* Start Reading passage *
Eric George Adolph Erickson  (March 13, 1892 – May 19, 1965), sometimes known by the nickname "Swat, was a Swedish-born baseball pitcher.  He played professional baseball for 12 years from 1914 to 1925, including seven years in Major League Baseball with the New York Giants (1914), Detroit Tigers (1916, 1918–1919), and Washington Senators (1919–1922). He compiled a career win–loss record of 34–57 with a 3.85 earned run average (ERA). He is the only Swedish-born player in MLB history to appear in more than 1 or 2 games.

Early years
Erickson was born in Vårgårda, Sweden, in 1892.

Professional baseball
Erickson was the second player born in Sweden to play in the major leagues. Erickson was a right-handed pitcher who debuted with the Giants in 1914.  Erickson pitched in only one game for the Giants, going five innings and giving up seven runs, though none were earned.  In 1916, the Detroit Tigers gave Erickson a second chance, and he played parts of three seasons in Detroit, never having a winning season.  He was traded to the Senators in 1919 and had his best seasons there.  In 1919, as a teammate of Walter Johnson, Erickson led the American League in strikeouts per nine innings with 5.52, though he also was among the league leaders in hit batsmen and wild pitches.  In 1921, Erickson was among the league leaders in ERA (3.62), strikeouts per nine innings (3.57), shutouts (3) and hit batsmen (11).
* End Reading passage *
* Start Information provided *
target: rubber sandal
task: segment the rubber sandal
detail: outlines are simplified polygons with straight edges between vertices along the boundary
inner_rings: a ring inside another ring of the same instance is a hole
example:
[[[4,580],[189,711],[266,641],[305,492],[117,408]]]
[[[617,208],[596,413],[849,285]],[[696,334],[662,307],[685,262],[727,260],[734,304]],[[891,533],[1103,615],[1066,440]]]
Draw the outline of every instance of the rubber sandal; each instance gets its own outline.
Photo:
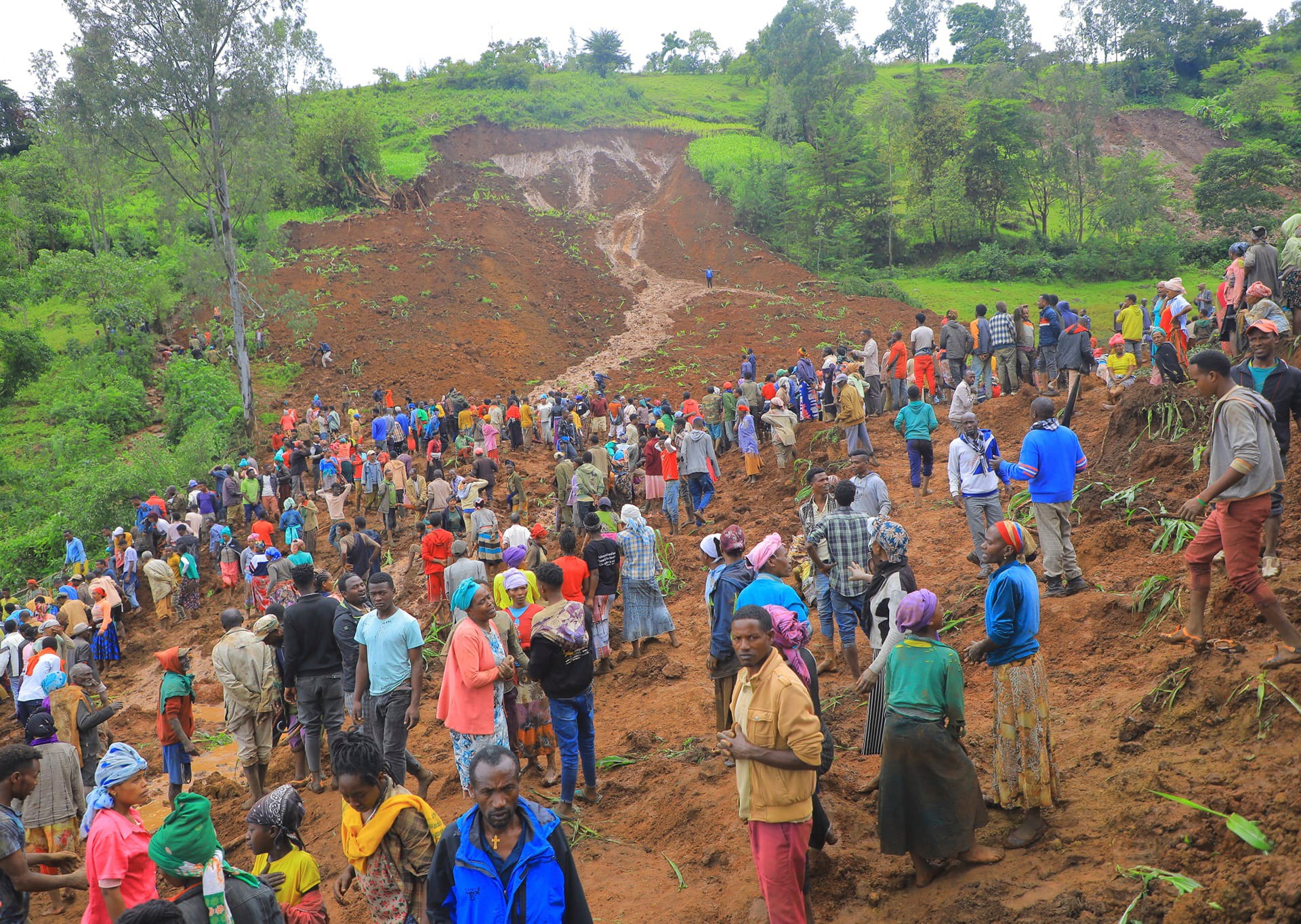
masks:
[[[1274,646],[1274,656],[1270,658],[1270,660],[1261,664],[1261,668],[1265,671],[1276,671],[1280,667],[1287,667],[1288,664],[1296,664],[1298,663],[1298,660],[1301,660],[1289,658],[1285,661],[1280,661],[1279,658],[1281,658],[1283,651],[1287,651],[1289,655],[1298,654],[1297,648],[1293,648],[1291,645],[1284,645],[1283,642],[1279,642],[1278,645]]]
[[[1192,645],[1193,651],[1201,652],[1206,650],[1206,639],[1192,634],[1185,626],[1179,626],[1174,632],[1164,632],[1160,634],[1160,638],[1171,645]]]
[[[1222,655],[1240,655],[1246,651],[1246,646],[1236,638],[1214,638],[1211,639],[1211,648]]]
* End Information provided *
__Tasks for this exercise__
[1] In the text about pitcher Eric Erickson, in which town was he born?
[2] Continue the text about pitcher Eric Erickson from its last sentence.

__Answers to the exercises__
[1] Vårgårda, Sweden.

[2]
Erickson also pitched for several minor league teams.  He led the San Francisco Seals to a Pacific Coast League pennant in 1917 and won the 1917 PCL pitching Triple Crown, winning 31 games with a 1.93 earned run average and 307 strikeouts in 444 innings.

Later years
After his days in professional baseball, he worked in the shipping department of a metal company and also ran a farm.  He died in 1965 at the age of 73 in Jamestown, New York.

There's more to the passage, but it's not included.